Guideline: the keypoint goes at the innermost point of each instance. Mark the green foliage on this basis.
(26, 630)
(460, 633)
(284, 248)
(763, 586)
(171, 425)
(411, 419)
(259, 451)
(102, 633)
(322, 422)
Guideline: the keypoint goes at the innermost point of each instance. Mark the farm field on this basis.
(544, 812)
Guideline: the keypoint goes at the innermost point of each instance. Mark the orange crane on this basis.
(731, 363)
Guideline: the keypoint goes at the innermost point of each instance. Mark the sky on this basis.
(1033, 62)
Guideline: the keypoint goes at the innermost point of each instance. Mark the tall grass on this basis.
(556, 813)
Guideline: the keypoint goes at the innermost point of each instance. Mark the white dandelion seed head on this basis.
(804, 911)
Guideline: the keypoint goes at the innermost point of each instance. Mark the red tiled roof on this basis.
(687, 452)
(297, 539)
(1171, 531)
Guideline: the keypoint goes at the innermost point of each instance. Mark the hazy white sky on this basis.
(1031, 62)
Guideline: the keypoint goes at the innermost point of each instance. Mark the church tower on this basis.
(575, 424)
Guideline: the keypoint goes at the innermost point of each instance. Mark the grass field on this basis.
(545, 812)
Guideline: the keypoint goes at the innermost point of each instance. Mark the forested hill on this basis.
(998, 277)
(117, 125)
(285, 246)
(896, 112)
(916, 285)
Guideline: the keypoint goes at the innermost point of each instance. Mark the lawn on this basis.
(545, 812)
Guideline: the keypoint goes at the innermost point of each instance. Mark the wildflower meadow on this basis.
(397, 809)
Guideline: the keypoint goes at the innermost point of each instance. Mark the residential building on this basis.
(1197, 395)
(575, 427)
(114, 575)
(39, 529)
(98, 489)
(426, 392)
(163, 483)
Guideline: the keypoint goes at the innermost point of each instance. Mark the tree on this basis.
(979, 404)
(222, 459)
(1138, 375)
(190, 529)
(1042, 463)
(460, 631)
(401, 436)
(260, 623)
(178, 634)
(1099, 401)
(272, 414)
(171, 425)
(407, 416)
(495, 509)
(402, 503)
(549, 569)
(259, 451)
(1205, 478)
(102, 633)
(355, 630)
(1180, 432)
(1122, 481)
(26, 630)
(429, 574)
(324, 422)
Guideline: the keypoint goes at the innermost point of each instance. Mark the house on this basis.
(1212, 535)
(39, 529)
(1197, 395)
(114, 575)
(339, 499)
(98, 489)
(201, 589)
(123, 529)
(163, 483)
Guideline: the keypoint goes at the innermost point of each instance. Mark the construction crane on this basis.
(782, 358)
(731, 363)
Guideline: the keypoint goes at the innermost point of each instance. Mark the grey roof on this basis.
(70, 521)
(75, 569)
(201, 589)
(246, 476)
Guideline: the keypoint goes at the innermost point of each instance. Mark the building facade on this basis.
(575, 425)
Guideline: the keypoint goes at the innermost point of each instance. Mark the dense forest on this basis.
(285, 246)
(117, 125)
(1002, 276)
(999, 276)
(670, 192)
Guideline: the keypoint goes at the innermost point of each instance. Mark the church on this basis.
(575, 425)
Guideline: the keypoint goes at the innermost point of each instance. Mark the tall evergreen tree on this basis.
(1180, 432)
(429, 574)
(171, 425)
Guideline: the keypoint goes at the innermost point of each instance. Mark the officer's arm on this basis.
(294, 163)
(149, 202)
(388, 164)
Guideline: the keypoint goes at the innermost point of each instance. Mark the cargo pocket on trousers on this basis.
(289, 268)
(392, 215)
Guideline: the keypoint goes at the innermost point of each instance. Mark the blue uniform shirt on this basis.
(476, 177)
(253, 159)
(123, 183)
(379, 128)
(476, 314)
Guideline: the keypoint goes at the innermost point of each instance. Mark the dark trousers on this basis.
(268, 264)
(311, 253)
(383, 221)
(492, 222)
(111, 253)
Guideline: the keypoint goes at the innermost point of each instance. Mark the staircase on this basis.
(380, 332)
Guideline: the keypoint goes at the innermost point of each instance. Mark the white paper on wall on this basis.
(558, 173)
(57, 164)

________________________

== AIM ==
Reproduce nothing but the lines from the line containing "the tree on this basis." to the last line of the data, each exactly as written.

== EXPECTED ANSWER ==
Guideline: the keypoint goes at the innermost point of each instance. Mark the tree on this basis.
(979, 404)
(222, 459)
(1138, 375)
(190, 529)
(1042, 463)
(460, 631)
(401, 436)
(260, 623)
(178, 634)
(1099, 401)
(272, 414)
(171, 425)
(407, 416)
(495, 509)
(402, 503)
(549, 569)
(259, 451)
(1205, 478)
(102, 633)
(355, 630)
(1180, 432)
(1122, 481)
(26, 630)
(429, 574)
(324, 422)
Guideline: the keypoint goes at the innermost point of each instance. Mark the house on this basis.
(1212, 535)
(39, 529)
(1197, 395)
(114, 575)
(339, 499)
(98, 489)
(201, 589)
(123, 529)
(163, 483)
Guideline: the keypoint goes at the innermost point of each instance. Mark the construction crane on this basis.
(782, 358)
(731, 363)
Guideline: the keypoint goes at the innermost point of each instance. Mark the grey roof on this basis.
(70, 521)
(75, 569)
(201, 589)
(246, 476)
Guideline: the keypoint goes at the innermost point of each instance. Mark the building facade on this basis.
(575, 425)
Guideline: the keypoint goes at the innermost point of each instance. Mark the dense forest on this basis.
(285, 246)
(117, 125)
(1002, 276)
(999, 276)
(670, 192)
Guideline: the keypoint goes at the innermost point of each instance. Mark the church on this basis.
(575, 425)
Guideline: the keypoint goes at the innermost point of each instance. Mark the tall evergreen tree on this basis.
(1180, 432)
(429, 574)
(171, 425)
Guideline: the keypoint goes at the innermost point of each instance. Mark the officer's arm on this basis.
(294, 163)
(149, 202)
(388, 164)
Guideline: the keypoint goes at the innermost point of each instance. Mark the cargo pocket on trousers on this basis.
(289, 268)
(392, 215)
Guideline: the keypoint goes at the innermost point of each instance. Mark the blue uniform shirt on this basis.
(476, 177)
(253, 159)
(123, 183)
(379, 128)
(476, 314)
Guideline: the keypoint goes at the innermost point of each instance. Mark the dark trousers on this basis.
(268, 264)
(311, 253)
(383, 221)
(492, 222)
(111, 253)
Guideline: the keypoint goes at the innermost point of each instance. Mark the staircase on this basis.
(380, 332)
Guideline: the keypoint goes at the innermost point of each instance. Mark the white paper on wall on this basis.
(558, 173)
(57, 164)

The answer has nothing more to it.